> **EXTRACT PROVIDED**:
•••

The 2,978.3 grams of shabu is forfeited in favor of the government and the PNP Crime Laboratory, Camp Crame, Quezon City, thru Forensic Chemist Aileen M. Bernido, to whom the shabu in question had been turned over for safekeeping, is ordered to turn over the same to the Dangerous Drugs Board, for proper disposition, and to submit to this Court proof of compliance herewith within five days from notice hereof.


Hence, this appeal. Accused-appellant Ku Sho Ping contends that—



Accused-appellant Phoebe Astudillo, on the other hand, contends that—





First. At bottom, the question in this case is the credibility of the parties and their witnesses. This Court will not disturb the judgment of the trial court in assessing the credibility of the witnesses, unless there appears in the records some facts or circumstances of weight and influence which have been overlooked or the significance of which has been misinterpreted by the trial court.[25] This is because the trial judge has the unique opportunity, denied to the appellate court, to observe the witnesses and to note their demeanor, conduct and attitude under direct and cross-examination.[26]

In this case, the evidence in the records fully supports the trial court’s findings that accused-appellants tried to sell a regulated drug without the requisite authority to do so. Three of the alleged eyewitnesses testified before the lower court. They were Fajardo, Pedroza and Valmores. Fajardo was presented by the prosecution. She claimed that their group conducted a buy-bust operation, resulting in the apprehension of herein accused-appellants. However, the defense presented the testimony of Valmores which contradicts Fajardo’s claim. Valmores testified that the buy-bust operation on May 20, 1998 was not successful.[27] He claimed that while the group was inside the McDonald’s Restaurant, accused-appellant Ku Sho Ping arrived and gave a letter to Fajardo which apparently made the latter angry; that Fajardo went downstairs and left with Mang Boy after telling Valmores to stay behind; that Valmores was later ordered by Fajardo to run after a Chinese woman (apparently Ku Sho Ping) who had escaped; and that shortly after that he (Valmores) saw accused-appellant Phoebe Astudillo being placed under arrest by SPO2 Reynaldo Palma.

•••

> **BRIEF 1**:
In the court decision excerpt, which witness testified that the buy-bust operation on May 20, 1998 was not successful?
> **BRIEF 2**:
Please continue the court decision excerpt from its last sentence.
The lines after this come from a separate source.

> **SOURCE MATERIAL**:

•••

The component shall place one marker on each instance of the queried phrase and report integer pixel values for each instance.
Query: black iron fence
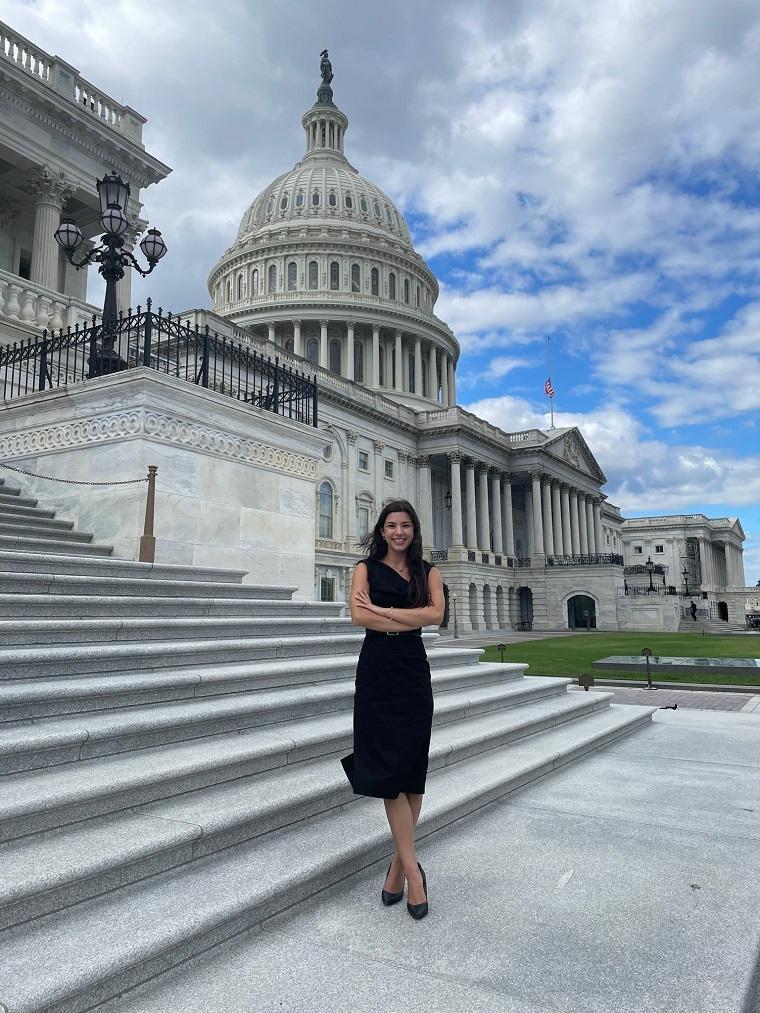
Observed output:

•••

> **WRITTEN RESPONSE 1**:
Valmores

> **WRITTEN RESPONSE 2**:
The fact that Valmores saw accused-appellant Ku Sho Ping leave after handing a letter to Fajardo, who allegedly became angry after reading it, does not mean the sale of shabu did not take place. Nor is Valmores’ interpretation that Fajardo became angry after reading the letter necessarily correct. It could just as well be that Fajardo destroyed the note because he had already read it and understood its contents. The fact remains that Fajardo and Mang Boy followed accused-appellant Ku Sho Ping downstairs while Valmores stayed behind. It is also possible that Valmores did not recognize Phoebe Astudillo. After all, Valmores said he did not even know the suspects who were the objects of the buy-bust operation.

Thus, nothing in the testimony of P/Insp. Efren Valmores contradicts the essential testimony of P/Insp. Jean Fajardo that, after meeting accused-appellants Phoebe Astudillo and Ku Sho Ping on the second floor of McDonald’s Restaurant, she agreed to go with them in front of the restaurant and it was there that the buy-bust took place. Indeed, P/Insp. Valmores’s testimony, which the defense presented to contradict the testimony of P/Insp. Fajardo, only succeeds in placing in doubt the credibility of accused-appellant Ku Sho Ping who claimed that she never went to McDonald’s on said date and that she was nabbed by the narcotics agents while she was buying vegetables in the market.[28] This patent inconsistency in and between accused-appellant Ku Sho Ping’s testimony and that of a defense witness can only undermine her alibi.

On the other hand, Fajardo’s testimony is fully corroborated by PO1 Jose Pedroza. He was positioned across the table where Fajardo and accused-appellants were seated. Pedroza testified:

Q: On May 20, 1998, where were you?
A: I was in the office, sir.

Q: And what happened in the office on that day?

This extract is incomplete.